What to produce:
Extract every line of the records below that contains the string "target". Treat uppercase and lowercase letters as different.

(Items from a data source)
-- Begin --

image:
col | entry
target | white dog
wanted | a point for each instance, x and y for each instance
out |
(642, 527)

-- End --
-- Begin --

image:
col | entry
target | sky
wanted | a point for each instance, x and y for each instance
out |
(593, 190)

-- End --
-- Begin --

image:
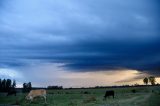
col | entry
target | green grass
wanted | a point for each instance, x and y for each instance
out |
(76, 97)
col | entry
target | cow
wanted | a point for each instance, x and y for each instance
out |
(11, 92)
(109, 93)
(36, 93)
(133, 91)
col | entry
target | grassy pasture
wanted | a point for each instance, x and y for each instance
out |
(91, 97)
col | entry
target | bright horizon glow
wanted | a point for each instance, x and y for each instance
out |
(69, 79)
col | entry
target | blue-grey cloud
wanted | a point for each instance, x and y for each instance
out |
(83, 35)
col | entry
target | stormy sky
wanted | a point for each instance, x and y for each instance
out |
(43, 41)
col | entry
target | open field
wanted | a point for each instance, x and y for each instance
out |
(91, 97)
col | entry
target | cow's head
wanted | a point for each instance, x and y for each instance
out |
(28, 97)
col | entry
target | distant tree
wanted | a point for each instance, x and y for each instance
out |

-- End --

Exercise answer:
target | white dog
target | sky
target | green grass
target | cow
target | grassy pasture
target | bright horizon glow
target | blue-grey cloud
target | stormy sky
target | open field
target | cow's head
target | distant tree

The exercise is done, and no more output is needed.